┌──
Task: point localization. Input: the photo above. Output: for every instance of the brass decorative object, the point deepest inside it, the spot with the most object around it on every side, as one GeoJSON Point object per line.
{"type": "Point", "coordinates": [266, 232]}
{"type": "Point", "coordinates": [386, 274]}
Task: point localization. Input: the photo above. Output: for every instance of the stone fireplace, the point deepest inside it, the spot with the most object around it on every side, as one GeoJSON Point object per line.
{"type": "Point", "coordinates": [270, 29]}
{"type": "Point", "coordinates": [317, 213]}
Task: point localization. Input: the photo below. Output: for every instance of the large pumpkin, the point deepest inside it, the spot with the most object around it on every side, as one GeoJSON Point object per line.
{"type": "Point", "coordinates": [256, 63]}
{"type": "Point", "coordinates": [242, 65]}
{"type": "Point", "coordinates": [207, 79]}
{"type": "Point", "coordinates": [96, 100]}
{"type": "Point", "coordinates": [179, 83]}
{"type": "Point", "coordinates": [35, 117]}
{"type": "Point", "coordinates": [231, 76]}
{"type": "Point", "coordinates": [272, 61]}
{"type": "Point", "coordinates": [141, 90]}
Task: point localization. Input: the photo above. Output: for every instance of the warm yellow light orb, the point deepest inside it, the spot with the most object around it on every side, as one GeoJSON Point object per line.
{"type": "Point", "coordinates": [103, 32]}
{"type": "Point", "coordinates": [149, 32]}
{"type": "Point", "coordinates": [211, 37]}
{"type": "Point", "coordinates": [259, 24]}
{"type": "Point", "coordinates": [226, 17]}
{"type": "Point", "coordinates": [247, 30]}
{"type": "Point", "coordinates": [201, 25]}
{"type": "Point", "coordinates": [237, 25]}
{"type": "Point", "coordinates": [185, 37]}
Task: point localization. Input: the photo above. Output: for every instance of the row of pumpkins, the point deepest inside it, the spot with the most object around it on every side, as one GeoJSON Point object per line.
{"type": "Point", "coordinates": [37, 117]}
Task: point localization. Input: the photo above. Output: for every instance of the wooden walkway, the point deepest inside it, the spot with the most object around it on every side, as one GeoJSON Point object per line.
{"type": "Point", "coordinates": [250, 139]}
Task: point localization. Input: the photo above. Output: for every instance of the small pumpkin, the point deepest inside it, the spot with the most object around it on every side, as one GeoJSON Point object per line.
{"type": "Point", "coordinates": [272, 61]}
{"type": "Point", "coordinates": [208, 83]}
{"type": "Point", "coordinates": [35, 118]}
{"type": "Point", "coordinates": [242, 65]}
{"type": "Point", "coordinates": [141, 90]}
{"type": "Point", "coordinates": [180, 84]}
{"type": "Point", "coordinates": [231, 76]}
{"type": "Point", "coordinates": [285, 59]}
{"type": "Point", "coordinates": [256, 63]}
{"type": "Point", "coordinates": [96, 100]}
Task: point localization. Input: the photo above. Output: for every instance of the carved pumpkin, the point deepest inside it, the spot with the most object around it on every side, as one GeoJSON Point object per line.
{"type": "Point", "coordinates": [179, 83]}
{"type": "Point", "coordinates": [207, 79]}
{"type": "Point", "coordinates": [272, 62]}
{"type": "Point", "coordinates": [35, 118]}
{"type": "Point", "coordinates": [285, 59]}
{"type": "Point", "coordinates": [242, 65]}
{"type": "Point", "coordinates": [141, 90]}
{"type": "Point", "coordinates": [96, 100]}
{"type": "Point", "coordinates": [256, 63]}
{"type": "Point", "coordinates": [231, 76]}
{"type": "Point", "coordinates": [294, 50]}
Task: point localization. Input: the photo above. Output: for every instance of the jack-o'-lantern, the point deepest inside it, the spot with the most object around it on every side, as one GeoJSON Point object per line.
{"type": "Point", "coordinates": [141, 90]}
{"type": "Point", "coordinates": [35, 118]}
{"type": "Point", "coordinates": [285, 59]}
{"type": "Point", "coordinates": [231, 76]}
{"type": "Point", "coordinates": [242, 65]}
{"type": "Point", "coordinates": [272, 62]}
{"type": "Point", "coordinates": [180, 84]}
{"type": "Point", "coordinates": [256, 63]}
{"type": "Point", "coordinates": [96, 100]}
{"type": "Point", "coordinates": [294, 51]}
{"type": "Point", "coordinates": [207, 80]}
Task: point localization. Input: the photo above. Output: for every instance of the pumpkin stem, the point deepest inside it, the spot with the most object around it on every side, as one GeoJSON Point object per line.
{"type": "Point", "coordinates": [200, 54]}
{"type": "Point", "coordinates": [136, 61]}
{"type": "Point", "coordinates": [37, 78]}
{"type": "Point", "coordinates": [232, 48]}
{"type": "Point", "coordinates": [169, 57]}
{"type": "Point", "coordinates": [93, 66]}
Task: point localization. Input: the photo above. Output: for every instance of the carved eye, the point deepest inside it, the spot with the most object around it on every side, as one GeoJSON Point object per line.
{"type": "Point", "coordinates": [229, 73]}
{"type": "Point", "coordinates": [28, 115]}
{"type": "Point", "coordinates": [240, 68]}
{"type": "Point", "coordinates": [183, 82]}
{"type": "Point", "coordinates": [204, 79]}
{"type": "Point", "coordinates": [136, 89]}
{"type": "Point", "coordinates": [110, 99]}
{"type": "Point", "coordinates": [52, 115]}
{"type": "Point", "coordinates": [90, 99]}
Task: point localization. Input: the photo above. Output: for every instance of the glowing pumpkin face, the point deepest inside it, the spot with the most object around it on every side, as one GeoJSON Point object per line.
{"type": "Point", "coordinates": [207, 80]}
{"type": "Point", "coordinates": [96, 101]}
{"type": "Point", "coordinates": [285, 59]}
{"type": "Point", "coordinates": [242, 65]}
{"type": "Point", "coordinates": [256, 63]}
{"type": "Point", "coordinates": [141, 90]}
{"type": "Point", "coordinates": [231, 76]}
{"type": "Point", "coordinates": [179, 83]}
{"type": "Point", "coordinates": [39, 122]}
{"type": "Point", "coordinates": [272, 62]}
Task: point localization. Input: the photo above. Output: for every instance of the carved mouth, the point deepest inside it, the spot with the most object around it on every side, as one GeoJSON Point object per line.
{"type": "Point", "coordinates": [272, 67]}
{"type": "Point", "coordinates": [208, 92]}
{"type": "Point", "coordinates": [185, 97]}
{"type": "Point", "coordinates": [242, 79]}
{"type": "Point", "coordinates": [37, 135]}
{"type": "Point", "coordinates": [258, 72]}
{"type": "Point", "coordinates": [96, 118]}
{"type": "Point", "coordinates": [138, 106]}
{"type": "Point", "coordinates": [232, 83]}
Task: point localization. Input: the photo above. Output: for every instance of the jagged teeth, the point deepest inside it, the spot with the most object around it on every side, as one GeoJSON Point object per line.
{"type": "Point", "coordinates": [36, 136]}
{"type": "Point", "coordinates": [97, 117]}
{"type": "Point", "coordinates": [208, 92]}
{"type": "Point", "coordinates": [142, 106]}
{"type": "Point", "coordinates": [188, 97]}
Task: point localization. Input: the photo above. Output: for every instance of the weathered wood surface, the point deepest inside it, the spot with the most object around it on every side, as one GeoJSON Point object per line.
└──
■ Instructions to follow ■
Please reproduce each entry above exactly as it reads.

■ Task result ■
Task: point localization. Input: the photo above. Output: for every instance of the brass decorative object, the point deepest inside it, the spot with the most object around it on every side, as one GeoJSON Point object per line.
{"type": "Point", "coordinates": [266, 232]}
{"type": "Point", "coordinates": [386, 274]}
Task: point localization. Input: the photo above. Output: for every instance of the stone fireplace, the point deepest inside it, the spot with the most object around it on every side, as one GeoJSON Point object per line.
{"type": "Point", "coordinates": [270, 29]}
{"type": "Point", "coordinates": [317, 213]}
Task: point localization. Input: the photo below. Output: for every instance of the large pumpkin, the point deepest inside it, the spot with the most object around it on every side, as one GeoJSON Point object per line.
{"type": "Point", "coordinates": [256, 63]}
{"type": "Point", "coordinates": [242, 65]}
{"type": "Point", "coordinates": [207, 79]}
{"type": "Point", "coordinates": [96, 100]}
{"type": "Point", "coordinates": [179, 83]}
{"type": "Point", "coordinates": [35, 117]}
{"type": "Point", "coordinates": [231, 76]}
{"type": "Point", "coordinates": [272, 61]}
{"type": "Point", "coordinates": [141, 90]}
Task: point localization. Input: the photo above. Output: for every instance of the warm yellow light orb, the point deepest inside it, the spot with the most object around it on every side, as one GeoJSON Point object per line.
{"type": "Point", "coordinates": [103, 32]}
{"type": "Point", "coordinates": [149, 32]}
{"type": "Point", "coordinates": [211, 37]}
{"type": "Point", "coordinates": [259, 24]}
{"type": "Point", "coordinates": [226, 17]}
{"type": "Point", "coordinates": [247, 30]}
{"type": "Point", "coordinates": [201, 25]}
{"type": "Point", "coordinates": [237, 25]}
{"type": "Point", "coordinates": [185, 37]}
Task: point localization. Input: the photo above. Output: for every instance of the row of pumpkins, the point deepest inside it, the spot with the most object around it on every side, as one GeoJSON Point object per line.
{"type": "Point", "coordinates": [37, 117]}
Task: point localization. Input: the photo above. Output: for every instance of the wooden walkway, the point deepest inside it, the spot with the most object around it on every side, as one GeoJSON Point object per line.
{"type": "Point", "coordinates": [250, 139]}
Task: point localization. Input: the photo above. Output: for every instance of the small pumpkin, the point deepest inside it, the spot with the most object around it on every side, as one GeoJSON Point object per line.
{"type": "Point", "coordinates": [272, 61]}
{"type": "Point", "coordinates": [208, 83]}
{"type": "Point", "coordinates": [35, 118]}
{"type": "Point", "coordinates": [242, 65]}
{"type": "Point", "coordinates": [141, 90]}
{"type": "Point", "coordinates": [180, 84]}
{"type": "Point", "coordinates": [231, 76]}
{"type": "Point", "coordinates": [285, 59]}
{"type": "Point", "coordinates": [256, 63]}
{"type": "Point", "coordinates": [96, 100]}
Task: point localization. Input: the photo above. Output: for every instance of the carved pumpkin, the point deepest inside it, the spot with the most object around it on every side, as one GeoJSON Point object per line.
{"type": "Point", "coordinates": [179, 83]}
{"type": "Point", "coordinates": [207, 79]}
{"type": "Point", "coordinates": [272, 62]}
{"type": "Point", "coordinates": [35, 118]}
{"type": "Point", "coordinates": [285, 59]}
{"type": "Point", "coordinates": [242, 65]}
{"type": "Point", "coordinates": [141, 90]}
{"type": "Point", "coordinates": [96, 100]}
{"type": "Point", "coordinates": [256, 63]}
{"type": "Point", "coordinates": [231, 76]}
{"type": "Point", "coordinates": [294, 50]}
Task: point localization. Input: the photo above. Output: for every instance of the jack-o'-lantern, the point deepest inside it, the spot with the most object around it on every side, as one GeoJSON Point object per line.
{"type": "Point", "coordinates": [141, 90]}
{"type": "Point", "coordinates": [35, 118]}
{"type": "Point", "coordinates": [285, 59]}
{"type": "Point", "coordinates": [231, 76]}
{"type": "Point", "coordinates": [242, 65]}
{"type": "Point", "coordinates": [272, 62]}
{"type": "Point", "coordinates": [180, 84]}
{"type": "Point", "coordinates": [256, 63]}
{"type": "Point", "coordinates": [96, 100]}
{"type": "Point", "coordinates": [294, 51]}
{"type": "Point", "coordinates": [207, 80]}
Task: point localization. Input: the photo above. Output: for every instance of the pumpkin stem, the point deepest inside it, the spot with the most object around it on every side, as one GeoJSON Point object per line.
{"type": "Point", "coordinates": [200, 54]}
{"type": "Point", "coordinates": [136, 61]}
{"type": "Point", "coordinates": [37, 78]}
{"type": "Point", "coordinates": [232, 48]}
{"type": "Point", "coordinates": [169, 57]}
{"type": "Point", "coordinates": [93, 66]}
Task: point localization. Input: the photo above. Output: for every instance of the carved eye, the point deepest inside it, the spot with the most object around it on every side, as one GeoJSON Point object per line.
{"type": "Point", "coordinates": [229, 73]}
{"type": "Point", "coordinates": [28, 115]}
{"type": "Point", "coordinates": [240, 68]}
{"type": "Point", "coordinates": [183, 82]}
{"type": "Point", "coordinates": [204, 79]}
{"type": "Point", "coordinates": [136, 89]}
{"type": "Point", "coordinates": [110, 99]}
{"type": "Point", "coordinates": [52, 115]}
{"type": "Point", "coordinates": [90, 99]}
Task: point localization. Input: the photo above. Output: for every instance of the glowing pumpkin face, the point deepest inside it, the spot with the most object around it on every side, as one GeoJSON Point object per line.
{"type": "Point", "coordinates": [207, 80]}
{"type": "Point", "coordinates": [96, 101]}
{"type": "Point", "coordinates": [285, 59]}
{"type": "Point", "coordinates": [242, 65]}
{"type": "Point", "coordinates": [256, 63]}
{"type": "Point", "coordinates": [141, 90]}
{"type": "Point", "coordinates": [231, 76]}
{"type": "Point", "coordinates": [179, 83]}
{"type": "Point", "coordinates": [39, 122]}
{"type": "Point", "coordinates": [272, 62]}
Task: point localization. Input: the photo above. Output: for every instance of the carved mouth, the point deepest inside it, the spot with the most object around it on every side, as one GeoJSON Point object per line.
{"type": "Point", "coordinates": [272, 67]}
{"type": "Point", "coordinates": [208, 92]}
{"type": "Point", "coordinates": [185, 97]}
{"type": "Point", "coordinates": [242, 79]}
{"type": "Point", "coordinates": [37, 135]}
{"type": "Point", "coordinates": [258, 72]}
{"type": "Point", "coordinates": [96, 118]}
{"type": "Point", "coordinates": [138, 106]}
{"type": "Point", "coordinates": [232, 83]}
Task: point localization. Input: the photo above. Output: for every instance of the jagged teeth, the point deepest inside it, the spot with the most object around it on every side, as one GeoJSON Point object per line.
{"type": "Point", "coordinates": [36, 136]}
{"type": "Point", "coordinates": [97, 117]}
{"type": "Point", "coordinates": [208, 92]}
{"type": "Point", "coordinates": [142, 106]}
{"type": "Point", "coordinates": [188, 97]}
Task: point localization. Input: the photo above. Output: for every instance of the weathered wood surface, the point deepest inside it, the spot with the most object around it on every side, as one GeoJSON Point object per line.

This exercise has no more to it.